— Exercise instructions —
Would you return all of this data exactly, leaving nothing out?

— Source material —
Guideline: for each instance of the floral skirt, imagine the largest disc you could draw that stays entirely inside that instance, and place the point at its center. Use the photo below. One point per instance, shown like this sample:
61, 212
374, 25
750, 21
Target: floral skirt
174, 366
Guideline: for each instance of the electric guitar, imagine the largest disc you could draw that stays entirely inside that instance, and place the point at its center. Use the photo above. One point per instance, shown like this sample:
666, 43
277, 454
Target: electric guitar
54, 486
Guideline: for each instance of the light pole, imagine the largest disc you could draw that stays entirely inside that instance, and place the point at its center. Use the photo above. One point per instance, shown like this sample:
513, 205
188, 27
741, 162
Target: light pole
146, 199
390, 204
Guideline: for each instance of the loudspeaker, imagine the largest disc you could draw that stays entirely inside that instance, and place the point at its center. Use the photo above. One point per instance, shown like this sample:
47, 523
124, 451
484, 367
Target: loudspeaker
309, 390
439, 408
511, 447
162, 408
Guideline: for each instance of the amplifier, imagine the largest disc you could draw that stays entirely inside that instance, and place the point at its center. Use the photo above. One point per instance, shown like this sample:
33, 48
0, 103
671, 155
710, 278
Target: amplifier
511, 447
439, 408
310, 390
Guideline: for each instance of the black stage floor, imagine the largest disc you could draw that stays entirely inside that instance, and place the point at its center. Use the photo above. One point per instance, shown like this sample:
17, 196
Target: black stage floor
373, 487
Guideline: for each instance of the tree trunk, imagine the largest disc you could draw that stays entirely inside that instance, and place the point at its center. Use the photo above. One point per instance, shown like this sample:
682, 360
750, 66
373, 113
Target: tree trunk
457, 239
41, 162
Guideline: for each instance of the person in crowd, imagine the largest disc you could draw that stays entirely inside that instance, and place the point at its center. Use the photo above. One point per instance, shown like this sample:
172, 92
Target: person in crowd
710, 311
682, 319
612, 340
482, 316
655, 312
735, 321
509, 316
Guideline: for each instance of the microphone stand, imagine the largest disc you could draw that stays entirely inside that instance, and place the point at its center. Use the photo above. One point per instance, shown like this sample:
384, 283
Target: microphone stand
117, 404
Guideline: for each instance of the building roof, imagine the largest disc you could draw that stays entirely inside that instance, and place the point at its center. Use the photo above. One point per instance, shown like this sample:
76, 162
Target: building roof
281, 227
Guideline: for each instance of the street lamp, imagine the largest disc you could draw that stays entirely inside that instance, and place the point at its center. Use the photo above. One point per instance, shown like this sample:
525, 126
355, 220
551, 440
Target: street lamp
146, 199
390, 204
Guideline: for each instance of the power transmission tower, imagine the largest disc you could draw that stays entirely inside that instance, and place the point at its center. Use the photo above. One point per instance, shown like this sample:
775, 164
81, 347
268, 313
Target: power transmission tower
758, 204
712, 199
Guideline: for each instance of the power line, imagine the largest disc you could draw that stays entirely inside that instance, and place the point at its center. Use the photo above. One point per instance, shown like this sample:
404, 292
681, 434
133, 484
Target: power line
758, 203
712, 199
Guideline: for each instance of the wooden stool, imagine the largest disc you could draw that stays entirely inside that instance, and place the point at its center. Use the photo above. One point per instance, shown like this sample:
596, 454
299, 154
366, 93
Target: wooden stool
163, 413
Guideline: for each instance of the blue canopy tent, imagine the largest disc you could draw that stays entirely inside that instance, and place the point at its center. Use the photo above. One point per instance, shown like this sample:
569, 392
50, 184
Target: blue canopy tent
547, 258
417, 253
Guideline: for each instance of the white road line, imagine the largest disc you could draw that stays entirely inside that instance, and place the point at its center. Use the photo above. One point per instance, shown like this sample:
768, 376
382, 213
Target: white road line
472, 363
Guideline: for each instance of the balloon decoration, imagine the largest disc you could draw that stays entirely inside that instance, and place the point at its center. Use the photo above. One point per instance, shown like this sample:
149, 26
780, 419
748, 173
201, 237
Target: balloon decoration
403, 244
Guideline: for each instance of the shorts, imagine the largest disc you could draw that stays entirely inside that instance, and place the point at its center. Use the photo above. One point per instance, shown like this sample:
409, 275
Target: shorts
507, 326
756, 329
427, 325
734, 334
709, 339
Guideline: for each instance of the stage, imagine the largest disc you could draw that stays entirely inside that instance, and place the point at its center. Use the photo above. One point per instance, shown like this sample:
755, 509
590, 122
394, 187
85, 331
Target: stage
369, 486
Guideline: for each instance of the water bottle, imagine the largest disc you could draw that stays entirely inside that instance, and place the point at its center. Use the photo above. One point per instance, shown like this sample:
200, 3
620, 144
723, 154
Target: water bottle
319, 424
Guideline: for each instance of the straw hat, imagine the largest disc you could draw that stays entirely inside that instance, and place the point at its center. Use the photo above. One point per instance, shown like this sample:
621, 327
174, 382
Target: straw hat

— Reply to the task —
Guideline: for each instance of the floral skirt, imagine the largest disc you could draw that stays entirely inside that instance, and place the point at its center. Use the photo below. One point per instance, shown like this sample:
61, 212
374, 25
750, 21
Target: floral skirt
174, 366
Guideline: for each instance of the electric guitar, imagine the largest disc you could draw that stays entirely inside that instance, and place the point at its center. Use the photo above. One point per instance, shown like this sample:
666, 43
277, 454
Target: electric guitar
54, 486
Guideline: for each instance of the light pole, imagine the largest disc you could draw that stays entirely inside that instance, and place the point at its center. Use the photo above. One point per instance, shown like this sample:
513, 205
188, 27
741, 162
Target: light pole
146, 199
390, 204
Guideline: for each instance of the loudspeaker, imagine the largest disc you could draw that stays entirely inside that instance, and place the point at its center. Use the photo above. One point per instance, shown like this sample:
47, 523
124, 451
484, 367
Target: loudspeaker
309, 390
439, 408
511, 447
162, 408
Guideline: for each instance of the amplifier, imagine the largest disc you could draw that stays entirely inside that instance, and place the point at its center. Use the photo above. One point per instance, shown like this sample:
33, 48
0, 103
671, 155
710, 278
Target: amplifier
511, 447
439, 408
310, 390
Guideline: for each instance of the black stage floor, imagine the largest disc you could draw that stays entirely inside that instance, and place the point at its center. Use the photo above. One point per instance, shown like this sample:
17, 196
Target: black stage floor
373, 487
Guideline: for each instance of the tree trunk, imagine the largest disc you could draw that stays entirely inside that instance, and place the point at its center. Use the photo above. One point per instance, shown like this sample:
682, 360
750, 66
373, 113
Target: tree trunk
457, 239
41, 162
Guideline: for each instance of the person in crowd, imagine the largest disc you could draw that stays entirely inside that instance, and place the point at its center. Use the photo above. One point per instance, shown like this sample:
172, 92
Target: person in crowd
710, 311
682, 319
612, 340
482, 316
655, 312
735, 321
509, 316
Guideline: for each instance of the microphone stand, imagine the largest disc you could draw that stays entirely inside that instance, and place the point at its center. Use the photo above. One point per instance, shown like this sample:
384, 283
Target: microphone stand
117, 404
Guideline: for each instance of the building roof, imagine the largest disc you could draw that stays entirely inside that instance, and place the point at its center. Use the photo above. One point per instance, shown like this sample:
76, 162
Target: building roof
281, 227
Guideline: for each instance of the street lamp, imagine the largest disc you could draw that stays entirely inside that instance, and place the point at its center. Use the photo above. One point per instance, shown like this sample:
525, 126
355, 220
551, 440
Target: street lamp
146, 199
390, 204
Guideline: for each instance of the power transmission tower, imagine the largest disc you could draw that stays entirely inside that instance, and place the point at its center. Use the photo above. One point per instance, shown like this sample:
775, 164
81, 347
268, 313
Target: power transmission tower
758, 204
712, 199
Guideline: for each instance of the power line, imagine the largest disc you could draw that stays entirely inside that instance, and place the point at its center. Use the photo above. One point per instance, shown like this sample:
404, 292
681, 434
133, 484
Target: power line
758, 203
712, 199
Guideline: for each instance of the wooden stool, imagine the largest disc you could draw that stays entirely inside that instance, and place the point at its center. Use the photo above. One point per instance, shown like this sample:
596, 454
299, 154
366, 93
Target: wooden stool
163, 413
Guideline: for each instance of the blue canopy tent, imagine the largest disc you could draw that stays entirely inside that instance, and place the point at its center. Use the photo above. One point per instance, shown like this sample:
569, 392
50, 184
Target: blue canopy tent
547, 258
417, 253
Guideline: for each instance of the white road line, imagine the largest disc you could draw that stays entirely inside that instance, and place the point at its center. Use the photo above. One point per instance, shown like this sample:
768, 376
382, 213
Target: white road line
472, 363
Guideline: for each instance of the balloon decoration, imagine the largest disc you could draw that stays entirely inside that instance, and place the point at its center. Use the photo above. One point per instance, shown like this sample:
149, 26
780, 419
748, 173
201, 237
Target: balloon decoration
403, 244
Guideline: for each instance of the shorts, imagine the largest disc you could draw that stays entirely inside that instance, and place the point at its center. Use the photo above. One point per instance, shown like this sample:
409, 275
Target: shorts
507, 326
756, 329
427, 325
734, 334
709, 339
Guideline: for each instance of the stage, imagine the largest disc you could draw that stays entirely inside that instance, and place the point at its center. Use the photo above. One point per instance, shown like this sample:
755, 509
590, 122
394, 187
85, 331
Target: stage
369, 486
Guideline: for each instance of the water bottle, imagine the largest disc you could draw that stays entirely inside that instance, and place the point at its center. Use the photo above. One point per instance, shown like this sample:
200, 3
620, 144
723, 154
Target: water bottle
319, 424
Guideline: for each instance of the straw hat, imagine the largest disc you could draw that stays entirely inside that instance, and place the point at its center. Use the photo above. One point per instance, shown like this sample:
621, 327
174, 382
Target: straw hat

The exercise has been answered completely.